**Parts of the exercise**
a. Translate the sentence "Our families would like some weekend time with us." from the newsletter below into Spanish.
b. From the newsletter below, return the part that opens with the words containing "Doing the After" and closes with "intro bit yet.", copied without any change.
c. In the newsletter below, to when is the Saturday streaming going to be moved?

**Reading passage**
Welcome once again to the weekly Nerdarchy Newsletter. This week our topic is Critical Role and their Legend of Vox Machina Kickstarter to get their first D&D campaign, or at least parts of it, animated. We’ve been trying to do this topic for the last few weeks, but gremlins got into the Nerdarchy Streaming computer which had us shut down for a bit. But we are back up to streaming on Saturdays. Since you are on the newsletter, here’s some news. Streaming on Saturdays is going to get moved to a weeknight, maybe Monday or Tuesday. Look for the upcoming announcement.
We’ve been doing the Saturday afternoon thing for years. Nerdarchist Ted and I love hanging out with you nerds, but here is the thing. Our families would like some weekend time with us. In an effort to balance Nerdarchy and home life we will be freeing up our Saturdays. Three to four things generally happen on Saturday. It’s a super busy day for us. We record our weekly videos (3-4), the afternoon live chat, the Patreon After Show, and when we play in-person games those are on Saturday nights. I generally leave my house at 10:45 a.m. and get back around 1 a.m. on game nights. It’s a long day. Our plan is to do each of them on a different day, we just aren’t sure when we are going to start it.
We will also being doing the live shows remotely. This is going to allow us to do something I’m very excited about — bring on guests. I really miss doing the daily live chats, but for our own reasons it wasn’t feasible to continue with them. Now we will be able to bring a little bit of that back into Nerdarchy.
Doing the After Show and the Live Show back to back might have been a bit much. Not just for us, but the viewers and fans as well. I personally feel breaking things up is going to allow us to provide you fine nerds with better content all the way around.
One last thing before jumping into our thoughts on the Critical Role Legend of Vox Machina Kickstarter. Recently we put up our second video in our Go To Spells by Tier series. People seem to be really digging 5 Go to Tier 1 D&D Cleric Spells. Watch it here.
This is maybe our cheesiest intro bit yet.

**Data**
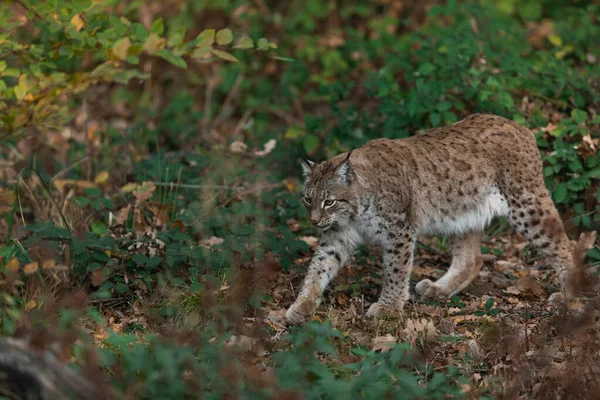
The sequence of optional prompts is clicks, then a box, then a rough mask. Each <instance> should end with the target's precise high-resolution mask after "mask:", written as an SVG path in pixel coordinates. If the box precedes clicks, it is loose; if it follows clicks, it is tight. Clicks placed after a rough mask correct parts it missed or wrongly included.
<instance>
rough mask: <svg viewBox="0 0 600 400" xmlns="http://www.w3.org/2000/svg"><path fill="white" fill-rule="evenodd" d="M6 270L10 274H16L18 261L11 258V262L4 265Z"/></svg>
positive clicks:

**Task responses**
a. A nuestras familias les gustaría pasar algo de tiempo con nosotros los fines de semana.

b.
Doing the After Show and the Live Show back to back might have been a bit much. Not just for us, but the viewers and fans as well. I personally feel breaking things up is going to allow us to provide you fine nerds with better content all the way around.
One last thing before jumping into our thoughts on the Critical Role Legend of Vox Machina Kickstarter. Recently we put up our second video in our Go To Spells by Tier series. People seem to be really digging 5 Go to Tier 1 D&D Cleric Spells. Watch it here.
This is maybe our cheesiest intro bit yet.

c. To a weeknight, maybe Monday or Tuesday.